Required action — Since only part of the material below is wanted, output exactly the lines from the one with "Target: text 'english springer spaniel'" up to and including the one with "Reviewer note: every instance of the orange".

Supplied material —
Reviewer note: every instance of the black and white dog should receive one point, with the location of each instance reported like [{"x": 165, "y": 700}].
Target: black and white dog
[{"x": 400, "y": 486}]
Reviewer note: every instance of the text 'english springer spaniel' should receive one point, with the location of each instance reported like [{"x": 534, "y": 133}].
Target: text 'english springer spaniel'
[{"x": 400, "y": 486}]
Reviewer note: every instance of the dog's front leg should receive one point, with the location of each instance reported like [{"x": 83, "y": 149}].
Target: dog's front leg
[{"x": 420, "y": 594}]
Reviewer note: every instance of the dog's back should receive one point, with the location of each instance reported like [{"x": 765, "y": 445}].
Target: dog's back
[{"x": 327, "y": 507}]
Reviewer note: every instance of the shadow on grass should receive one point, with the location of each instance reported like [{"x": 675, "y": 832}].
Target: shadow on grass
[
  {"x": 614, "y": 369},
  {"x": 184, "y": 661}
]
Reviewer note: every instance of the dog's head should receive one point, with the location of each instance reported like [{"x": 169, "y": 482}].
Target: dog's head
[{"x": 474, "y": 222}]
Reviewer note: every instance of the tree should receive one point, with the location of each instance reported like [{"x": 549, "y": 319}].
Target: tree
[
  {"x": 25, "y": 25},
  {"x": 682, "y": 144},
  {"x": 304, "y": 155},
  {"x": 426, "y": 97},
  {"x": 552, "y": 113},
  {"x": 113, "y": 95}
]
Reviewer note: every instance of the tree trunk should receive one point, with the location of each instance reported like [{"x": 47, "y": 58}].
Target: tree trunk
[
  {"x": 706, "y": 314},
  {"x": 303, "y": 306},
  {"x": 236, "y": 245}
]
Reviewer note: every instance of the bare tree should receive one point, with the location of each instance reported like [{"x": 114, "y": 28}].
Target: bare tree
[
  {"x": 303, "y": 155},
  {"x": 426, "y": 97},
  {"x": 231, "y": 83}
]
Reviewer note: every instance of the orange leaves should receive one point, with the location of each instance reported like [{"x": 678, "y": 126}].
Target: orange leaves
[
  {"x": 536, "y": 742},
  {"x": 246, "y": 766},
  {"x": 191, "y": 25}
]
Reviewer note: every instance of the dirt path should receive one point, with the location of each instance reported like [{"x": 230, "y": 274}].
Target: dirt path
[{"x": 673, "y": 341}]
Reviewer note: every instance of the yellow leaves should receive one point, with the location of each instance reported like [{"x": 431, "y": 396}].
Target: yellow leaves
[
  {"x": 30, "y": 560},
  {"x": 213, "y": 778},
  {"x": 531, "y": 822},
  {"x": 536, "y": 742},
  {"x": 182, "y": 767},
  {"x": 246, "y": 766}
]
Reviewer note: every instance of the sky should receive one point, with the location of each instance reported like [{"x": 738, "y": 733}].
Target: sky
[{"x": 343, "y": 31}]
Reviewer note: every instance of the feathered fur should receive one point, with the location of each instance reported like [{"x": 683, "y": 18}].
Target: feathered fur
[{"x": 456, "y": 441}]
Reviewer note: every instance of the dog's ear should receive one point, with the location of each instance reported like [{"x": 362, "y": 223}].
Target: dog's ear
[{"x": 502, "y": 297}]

Answer for the task —
Target: text 'english springer spaniel'
[{"x": 400, "y": 486}]
Reviewer note: every instance of the dog's front leg should receive one point, with the location of each instance reported like [{"x": 83, "y": 149}].
Target: dog's front leg
[{"x": 420, "y": 594}]
Reviewer note: every instance of the dog's back should receive one point, with the location of each instance reported like [{"x": 765, "y": 445}].
Target: dog's back
[{"x": 327, "y": 507}]
Reviewer note: every instance of the shadow on grass should receive one point, with the location of each instance reported like [{"x": 675, "y": 832}].
Target: shadow on grass
[
  {"x": 614, "y": 369},
  {"x": 184, "y": 661}
]
Reviewer note: every instance of the dog's head should receive one point, with the location of each instance reported like [{"x": 169, "y": 482}].
Target: dog's head
[{"x": 474, "y": 222}]
Reviewer note: every instance of the tree should receive one point, with the location of each instance reported like [{"x": 549, "y": 319}].
Target: tree
[
  {"x": 25, "y": 25},
  {"x": 682, "y": 144},
  {"x": 304, "y": 155},
  {"x": 426, "y": 97},
  {"x": 552, "y": 113},
  {"x": 113, "y": 95}
]
Reviewer note: every instance of the tree trunk should receive one point, with the location of each instance reported like [{"x": 47, "y": 58}].
Target: tree trunk
[
  {"x": 706, "y": 314},
  {"x": 303, "y": 306},
  {"x": 236, "y": 245}
]
Reviewer note: every instance of the bare tree should receive one point, with the location of each instance reported like [{"x": 114, "y": 28}].
Target: bare tree
[
  {"x": 303, "y": 155},
  {"x": 426, "y": 97},
  {"x": 231, "y": 83}
]
Reviewer note: every instance of the orange leaves should receive one point, with the location of each instance reported like [{"x": 678, "y": 126}].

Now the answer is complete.